======== Extrait du texte ========
Nous voyons aujourd’hui ce qui s’est passé en Sicile et à Naples. Quant à ce qui arrivera, on peut prévoir que la volonté nationale prévaudra infailliblement et définitivement. Je ne veux tout d’abord constater qu’une chose, c’est que les événemens ne font que donner raison à l’idée qui à toujours dominé dans l’opinion publique au sujet de la constitution politique de la péninsule. L’opinion publique a compris qu’on ne pouvait élever l’édifice de notre unité nationale sur les ruines récentes qu’en choisissant avec intelligence ce qui reste de notre ancienne civilisation, ce qui ne demande que le souffle de l’indépendance et de la liberté pour reprendre la cohésion et la vie. Que le grand exemple de l’Angleterre nous rassure et nous dirige en même temps. Le pays de Galles, l’Irlande, l’Ecosse, les vieux comtés, n’ont jamais eu et n’ont pas, à l’heure qu’il est, plus d’analogies que les provinces du nord, du centre et du midi de l’Italie, et cela n’a pas empêché l’empire britannique de fonder une des plus puissantes unités politiques et législatives qui aient existé dans le monde.
======== Données fournies ========
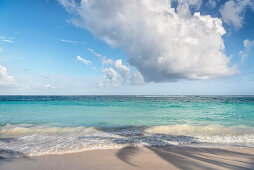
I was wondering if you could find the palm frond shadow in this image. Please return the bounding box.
[95,128,254,169]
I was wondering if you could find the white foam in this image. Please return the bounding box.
[0,125,254,157]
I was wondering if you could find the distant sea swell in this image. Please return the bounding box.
[0,124,254,158]
[0,96,254,158]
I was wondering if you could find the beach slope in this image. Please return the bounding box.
[0,146,254,170]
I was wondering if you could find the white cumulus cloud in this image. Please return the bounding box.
[220,0,254,29]
[60,0,235,82]
[0,65,17,88]
[45,84,56,89]
[239,39,254,64]
[77,56,92,65]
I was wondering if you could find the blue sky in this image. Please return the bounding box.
[0,0,254,95]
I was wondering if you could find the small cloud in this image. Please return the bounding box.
[239,39,254,64]
[103,67,117,82]
[60,40,78,44]
[87,48,101,57]
[220,0,254,30]
[101,56,114,65]
[207,0,217,9]
[131,71,145,85]
[45,84,56,89]
[59,39,85,44]
[0,65,17,88]
[2,39,14,43]
[77,56,92,65]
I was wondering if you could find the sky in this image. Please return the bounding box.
[0,0,254,95]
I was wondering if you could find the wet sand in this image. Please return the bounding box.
[0,146,254,170]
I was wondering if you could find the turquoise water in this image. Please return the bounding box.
[0,96,254,155]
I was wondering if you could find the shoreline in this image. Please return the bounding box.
[0,146,254,170]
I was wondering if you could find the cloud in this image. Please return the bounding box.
[77,56,92,65]
[0,65,17,88]
[2,39,14,43]
[101,56,114,65]
[60,40,79,44]
[60,0,235,82]
[103,59,144,86]
[59,39,85,44]
[239,39,254,64]
[45,84,56,89]
[207,0,217,9]
[103,67,117,82]
[87,48,101,57]
[0,36,14,43]
[220,0,254,29]
[114,59,130,82]
[130,72,144,85]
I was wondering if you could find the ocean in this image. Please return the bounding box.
[0,96,254,158]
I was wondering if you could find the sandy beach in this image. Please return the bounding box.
[0,146,254,170]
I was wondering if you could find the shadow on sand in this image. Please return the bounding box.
[95,129,254,170]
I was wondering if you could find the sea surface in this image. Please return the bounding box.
[0,96,254,158]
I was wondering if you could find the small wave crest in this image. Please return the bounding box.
[0,124,254,157]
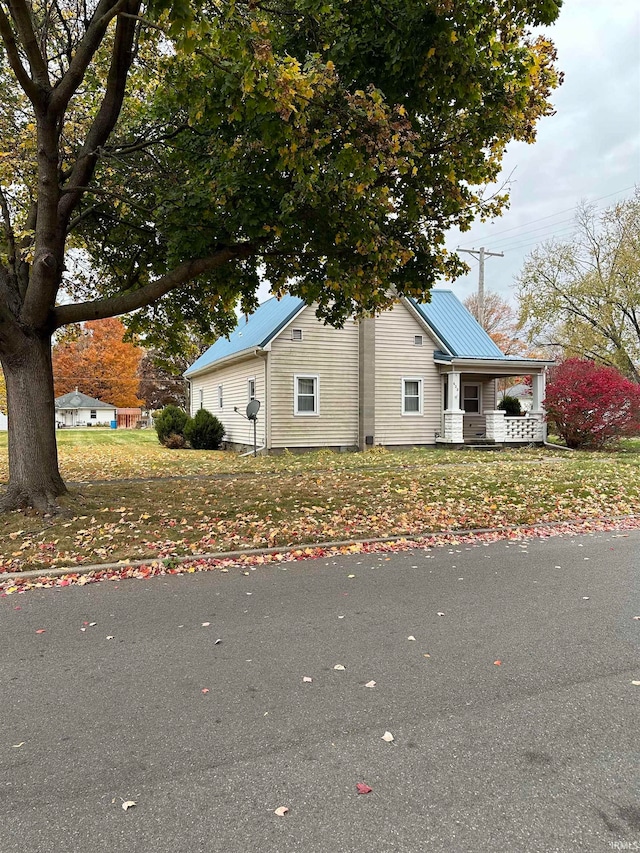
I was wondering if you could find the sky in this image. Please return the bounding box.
[442,0,640,305]
[258,0,640,312]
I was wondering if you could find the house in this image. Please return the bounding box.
[185,290,550,451]
[55,388,117,427]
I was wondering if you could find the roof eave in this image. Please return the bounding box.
[403,296,453,357]
[182,346,266,379]
[442,354,555,374]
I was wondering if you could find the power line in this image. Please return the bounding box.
[468,184,636,242]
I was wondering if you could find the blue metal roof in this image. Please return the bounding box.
[185,290,509,376]
[409,290,507,359]
[184,296,304,376]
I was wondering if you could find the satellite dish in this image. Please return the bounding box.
[247,400,260,421]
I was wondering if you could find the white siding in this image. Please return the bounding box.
[269,307,358,448]
[375,303,442,445]
[191,356,267,447]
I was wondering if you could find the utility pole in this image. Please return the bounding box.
[456,246,504,326]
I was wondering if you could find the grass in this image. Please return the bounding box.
[0,429,640,571]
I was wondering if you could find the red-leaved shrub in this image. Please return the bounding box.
[545,358,640,449]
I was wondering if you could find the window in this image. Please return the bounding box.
[402,378,422,415]
[293,375,320,415]
[462,385,480,414]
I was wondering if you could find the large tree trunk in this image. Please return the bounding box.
[0,335,67,512]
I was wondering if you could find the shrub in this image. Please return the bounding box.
[184,409,224,450]
[545,358,640,449]
[498,394,522,418]
[154,406,190,447]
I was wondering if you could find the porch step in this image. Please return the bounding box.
[461,441,504,451]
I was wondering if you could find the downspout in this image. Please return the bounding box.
[240,349,269,458]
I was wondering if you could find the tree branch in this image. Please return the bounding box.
[8,0,51,93]
[51,0,134,115]
[0,187,16,267]
[58,0,140,228]
[52,243,257,329]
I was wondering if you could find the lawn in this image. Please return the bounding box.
[0,429,640,571]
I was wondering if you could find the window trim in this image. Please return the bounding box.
[293,373,320,418]
[460,382,482,415]
[400,376,424,418]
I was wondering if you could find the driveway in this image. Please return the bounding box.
[0,531,640,853]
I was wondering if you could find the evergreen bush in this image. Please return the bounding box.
[184,409,224,450]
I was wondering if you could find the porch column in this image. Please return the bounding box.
[531,373,547,412]
[483,409,505,444]
[442,372,464,444]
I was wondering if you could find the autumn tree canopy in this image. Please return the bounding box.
[0,0,560,507]
[52,317,144,408]
[519,190,640,382]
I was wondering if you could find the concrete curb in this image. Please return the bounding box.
[0,515,640,585]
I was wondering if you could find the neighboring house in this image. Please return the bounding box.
[55,388,117,427]
[185,290,551,450]
[498,384,533,412]
[117,408,142,429]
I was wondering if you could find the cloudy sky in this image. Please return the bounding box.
[258,0,640,304]
[444,0,640,302]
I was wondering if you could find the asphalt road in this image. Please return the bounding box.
[0,531,640,853]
========
### Consigne écrite
Dans l'extrait sur l'unité de l'Italie, relevez toutes les parties du monde britannique énumérées dans la phrase qui commence par « Le pays de Galles ».

### Réponse attendue
- le pays de Galles
- l'Irlande
- l'Ecosse
- les vieux comtés